| Problem to work on |
Extract every line of the records below verbatim, leaving the pictures out of your answer.

--- start of Source material ---

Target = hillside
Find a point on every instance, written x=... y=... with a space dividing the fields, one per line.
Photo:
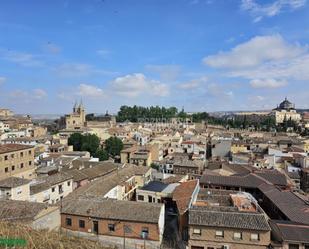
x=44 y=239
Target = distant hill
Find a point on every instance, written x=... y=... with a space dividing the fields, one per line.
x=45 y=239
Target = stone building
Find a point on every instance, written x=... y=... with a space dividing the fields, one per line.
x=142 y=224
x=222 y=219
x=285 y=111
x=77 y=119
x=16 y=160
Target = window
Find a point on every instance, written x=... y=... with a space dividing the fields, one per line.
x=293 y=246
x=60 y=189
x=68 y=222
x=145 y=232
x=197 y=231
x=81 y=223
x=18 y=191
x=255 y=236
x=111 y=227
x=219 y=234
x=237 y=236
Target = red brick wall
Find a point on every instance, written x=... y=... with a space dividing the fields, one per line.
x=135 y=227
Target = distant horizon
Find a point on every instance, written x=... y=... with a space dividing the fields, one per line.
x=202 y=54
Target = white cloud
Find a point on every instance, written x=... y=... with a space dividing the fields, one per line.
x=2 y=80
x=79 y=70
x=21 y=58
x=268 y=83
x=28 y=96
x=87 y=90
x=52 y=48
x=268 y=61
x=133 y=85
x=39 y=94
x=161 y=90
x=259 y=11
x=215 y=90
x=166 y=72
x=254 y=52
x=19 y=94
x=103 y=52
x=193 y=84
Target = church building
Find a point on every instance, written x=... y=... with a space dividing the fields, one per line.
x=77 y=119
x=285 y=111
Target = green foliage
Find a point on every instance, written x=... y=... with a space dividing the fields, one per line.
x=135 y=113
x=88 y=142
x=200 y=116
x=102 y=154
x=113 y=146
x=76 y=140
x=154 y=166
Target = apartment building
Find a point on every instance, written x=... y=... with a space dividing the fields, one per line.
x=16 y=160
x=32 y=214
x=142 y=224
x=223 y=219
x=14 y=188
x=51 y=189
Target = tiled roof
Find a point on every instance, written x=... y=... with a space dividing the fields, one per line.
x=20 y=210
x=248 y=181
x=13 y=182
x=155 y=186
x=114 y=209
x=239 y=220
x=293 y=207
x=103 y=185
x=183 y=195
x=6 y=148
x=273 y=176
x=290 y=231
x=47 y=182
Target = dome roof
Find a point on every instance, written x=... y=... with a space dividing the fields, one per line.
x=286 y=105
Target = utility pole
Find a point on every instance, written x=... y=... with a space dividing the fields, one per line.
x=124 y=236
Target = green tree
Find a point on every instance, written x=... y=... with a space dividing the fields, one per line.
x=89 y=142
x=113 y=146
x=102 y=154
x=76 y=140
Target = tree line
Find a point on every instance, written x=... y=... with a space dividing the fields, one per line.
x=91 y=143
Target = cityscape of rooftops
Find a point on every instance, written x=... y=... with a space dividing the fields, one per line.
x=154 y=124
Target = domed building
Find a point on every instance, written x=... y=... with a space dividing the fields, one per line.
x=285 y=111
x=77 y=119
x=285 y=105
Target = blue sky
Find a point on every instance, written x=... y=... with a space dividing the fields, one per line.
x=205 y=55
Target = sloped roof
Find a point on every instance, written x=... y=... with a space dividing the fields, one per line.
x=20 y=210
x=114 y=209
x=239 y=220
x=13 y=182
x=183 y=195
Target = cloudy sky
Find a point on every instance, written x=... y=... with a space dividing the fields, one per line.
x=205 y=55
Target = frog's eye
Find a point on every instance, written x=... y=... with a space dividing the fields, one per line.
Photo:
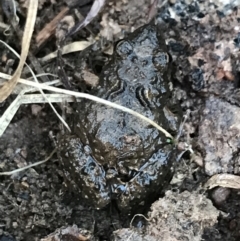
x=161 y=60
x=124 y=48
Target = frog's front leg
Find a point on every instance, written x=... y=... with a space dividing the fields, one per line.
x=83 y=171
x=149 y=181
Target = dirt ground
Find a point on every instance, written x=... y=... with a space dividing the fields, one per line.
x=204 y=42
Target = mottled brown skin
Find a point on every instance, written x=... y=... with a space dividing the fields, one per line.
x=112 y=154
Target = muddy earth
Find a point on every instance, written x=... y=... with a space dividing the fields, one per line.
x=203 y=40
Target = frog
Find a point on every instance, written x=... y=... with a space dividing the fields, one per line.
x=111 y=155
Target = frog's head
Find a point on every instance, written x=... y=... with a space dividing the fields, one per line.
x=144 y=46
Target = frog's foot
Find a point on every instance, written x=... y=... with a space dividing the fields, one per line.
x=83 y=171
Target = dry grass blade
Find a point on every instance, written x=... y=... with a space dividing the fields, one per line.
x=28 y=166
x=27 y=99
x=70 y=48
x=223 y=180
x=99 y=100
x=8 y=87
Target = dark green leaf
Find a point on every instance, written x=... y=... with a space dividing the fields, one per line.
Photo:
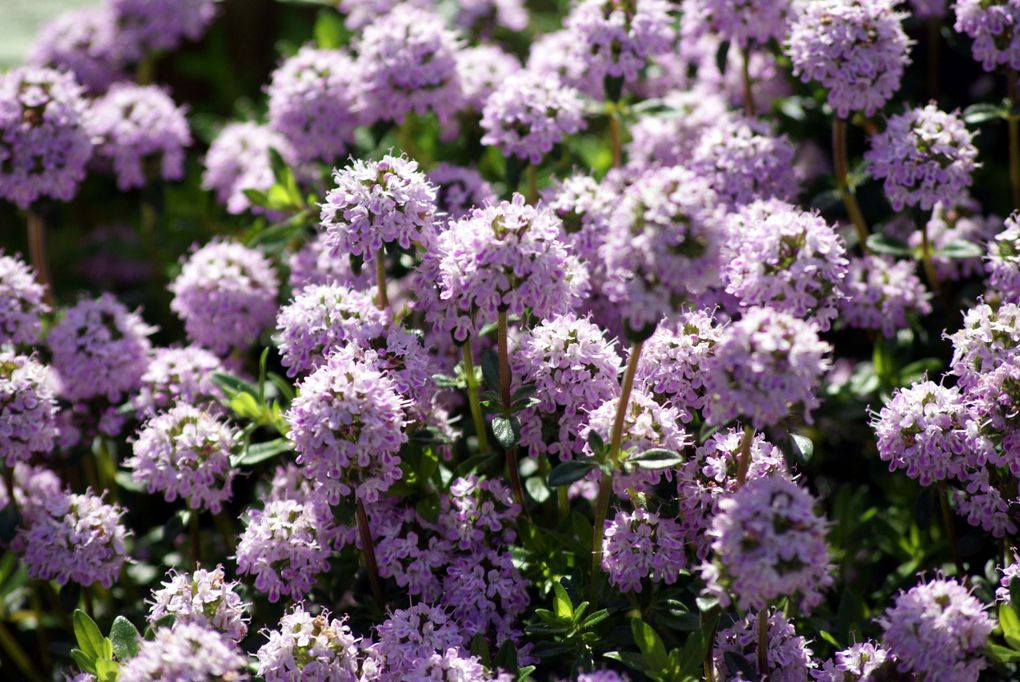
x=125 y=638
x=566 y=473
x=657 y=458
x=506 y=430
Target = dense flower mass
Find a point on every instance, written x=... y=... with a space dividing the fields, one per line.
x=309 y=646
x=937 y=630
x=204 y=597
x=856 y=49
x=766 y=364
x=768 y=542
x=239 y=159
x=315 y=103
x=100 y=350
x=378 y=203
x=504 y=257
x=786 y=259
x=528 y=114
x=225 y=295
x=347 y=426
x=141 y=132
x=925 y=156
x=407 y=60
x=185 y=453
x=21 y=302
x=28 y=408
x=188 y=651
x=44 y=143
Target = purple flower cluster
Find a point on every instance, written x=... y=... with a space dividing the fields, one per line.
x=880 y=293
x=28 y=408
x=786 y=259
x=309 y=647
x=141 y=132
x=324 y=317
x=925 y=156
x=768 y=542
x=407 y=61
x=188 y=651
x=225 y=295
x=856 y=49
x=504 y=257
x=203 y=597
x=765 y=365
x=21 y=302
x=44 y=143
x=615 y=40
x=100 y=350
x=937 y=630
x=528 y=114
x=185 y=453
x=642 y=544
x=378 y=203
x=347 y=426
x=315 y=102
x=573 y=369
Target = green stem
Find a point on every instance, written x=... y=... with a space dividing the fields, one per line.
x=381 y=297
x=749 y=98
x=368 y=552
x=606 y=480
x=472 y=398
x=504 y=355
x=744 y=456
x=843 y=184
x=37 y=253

--- end of Source material ---

| Answer to the problem |
Target = hillside
Find a point on every instance, written x=... y=... with a space dividing the fields, one per line.
Photo:
x=44 y=239
Target = distant hill
Find a point on every instance, written x=... y=... with a space dividing the fields, one per line.
x=45 y=239
Target = stone building
Find a point on every instance, written x=... y=... with a space dividing the fields, one per line.
x=142 y=224
x=222 y=219
x=285 y=111
x=77 y=119
x=16 y=160
Target = window
Find a point on every instance, written x=... y=... with a space dividing the fields, one per line.
x=293 y=246
x=60 y=189
x=68 y=222
x=145 y=232
x=197 y=231
x=81 y=223
x=18 y=191
x=255 y=236
x=111 y=227
x=219 y=234
x=237 y=236
Target = red brick wall
Find a point on every instance, written x=... y=... with a space dividing the fields, one per line.
x=135 y=227
Target = distant horizon
Find a point on every instance, written x=... y=... with a space dividing the fields, one per line.
x=202 y=54
Target = white cloud
Find a point on every instance, written x=... y=... with a space dividing the fields, one per line.
x=2 y=80
x=79 y=70
x=21 y=58
x=268 y=83
x=28 y=96
x=87 y=90
x=52 y=48
x=268 y=61
x=133 y=85
x=39 y=94
x=161 y=90
x=259 y=11
x=215 y=90
x=166 y=72
x=254 y=52
x=19 y=94
x=103 y=52
x=193 y=84
Target = church building
Find a point on every instance, written x=... y=... with a space dividing the fields, one per line.
x=77 y=119
x=285 y=111
Target = green foliage
Find a point on every instance, written x=... y=... with a space dividing the fields, one per line.
x=135 y=113
x=88 y=142
x=200 y=116
x=102 y=154
x=113 y=146
x=76 y=140
x=154 y=166
Target = apartment building
Find a point on every instance, written x=... y=... with a space dividing the fields, one per line.
x=16 y=160
x=32 y=214
x=142 y=224
x=223 y=219
x=14 y=188
x=51 y=189
Target = tiled roof
Find a point on every instance, written x=... y=... with a space dividing the fields, one per line.
x=20 y=210
x=248 y=181
x=13 y=182
x=155 y=186
x=114 y=209
x=239 y=220
x=293 y=207
x=103 y=185
x=183 y=195
x=6 y=148
x=273 y=176
x=290 y=231
x=47 y=182
Target = dome roof
Find a point on every instance, written x=... y=... with a space dividing the fields, one per line.
x=286 y=105
Target = utility pole
Find a point on every instance, written x=... y=... with a space dividing the fields, one per line.
x=124 y=236
Target = green tree
Find a point on every instance, written x=... y=... with a space dividing the fields, one per line.
x=89 y=142
x=113 y=146
x=102 y=154
x=76 y=140
Target = tree line
Find a point on every instance, written x=... y=... with a space dividing the fields, one per line.
x=91 y=143
Target = cityscape of rooftops
Find a point on every instance, written x=... y=... with a space dividing the fields, one per line.
x=154 y=124
Target = domed building
Find a point on every instance, written x=... y=... with a space dividing the fields, one per line.
x=285 y=111
x=77 y=119
x=285 y=105
Target = blue sky
Find a point on every instance, written x=... y=... with a space dividing the fields, one per line.
x=205 y=55
Target = sloped roof
Find a point on every instance, written x=... y=... with a space dividing the fields, one per line.
x=20 y=210
x=114 y=209
x=239 y=220
x=13 y=182
x=183 y=195
Target = cloudy sky
Find a point on every instance, written x=... y=... with a space dividing the fields, one per line.
x=205 y=55
Target = frog's eye
Find a point on every instance, written x=... y=... with a space dividing the fields, one per line.
Photo:
x=161 y=60
x=124 y=48
Target = frog's front leg
Find a point on every instance, written x=... y=... with a space dividing the fields, one per line.
x=83 y=171
x=149 y=181
Target = dirt ground
Find a point on every instance, written x=... y=... with a space dividing the fields, one per line.
x=204 y=42
Target = mottled brown skin
Find a point on every instance, written x=... y=... with a space dividing the fields, one per line.
x=112 y=154
Target = muddy earth
Find a point on every instance, written x=... y=... with a space dividing the fields, one per line.
x=203 y=40
Target = frog
Find a point on every instance, written x=... y=... with a space dividing the fields, one per line.
x=111 y=155
Target = frog's head
Find a point on every instance, written x=... y=... with a space dividing the fields, one per line.
x=144 y=46
Target = frog's foot
Find a point on every instance, written x=... y=... with a space dividing the fields, one per line.
x=83 y=171
Target = dry grass blade
Find a point on every instance, written x=... y=... with a space dividing the fields, one per line.
x=28 y=166
x=27 y=99
x=70 y=48
x=223 y=180
x=99 y=100
x=8 y=87
Target = dark green leaf
Find a point on every instance, written x=... y=... with a space dividing the fields, one per line.
Photo:
x=125 y=638
x=566 y=473
x=657 y=458
x=506 y=430
Target = dense flower mass
Find a point on every instance, written x=... y=... with a space dividing the fields, one per line.
x=309 y=646
x=937 y=630
x=204 y=597
x=856 y=49
x=766 y=364
x=768 y=542
x=239 y=159
x=315 y=103
x=100 y=350
x=378 y=203
x=504 y=257
x=786 y=259
x=528 y=114
x=225 y=295
x=347 y=426
x=141 y=132
x=925 y=156
x=407 y=60
x=185 y=453
x=21 y=302
x=28 y=408
x=188 y=651
x=44 y=143
Target = purple flower cluster
Find a point on every instance, written x=... y=... with a space dividing the fields, one per line.
x=880 y=293
x=28 y=408
x=786 y=259
x=309 y=647
x=141 y=132
x=324 y=317
x=925 y=156
x=768 y=542
x=407 y=61
x=188 y=651
x=225 y=295
x=856 y=49
x=504 y=257
x=203 y=597
x=765 y=365
x=21 y=302
x=44 y=143
x=615 y=40
x=100 y=350
x=937 y=630
x=528 y=114
x=185 y=453
x=642 y=544
x=378 y=203
x=347 y=426
x=315 y=102
x=573 y=369
Target = green stem
Find a point on every instance, written x=... y=... with a space dividing the fields, one per line.
x=381 y=297
x=749 y=98
x=368 y=552
x=606 y=480
x=472 y=398
x=504 y=355
x=744 y=456
x=843 y=184
x=37 y=253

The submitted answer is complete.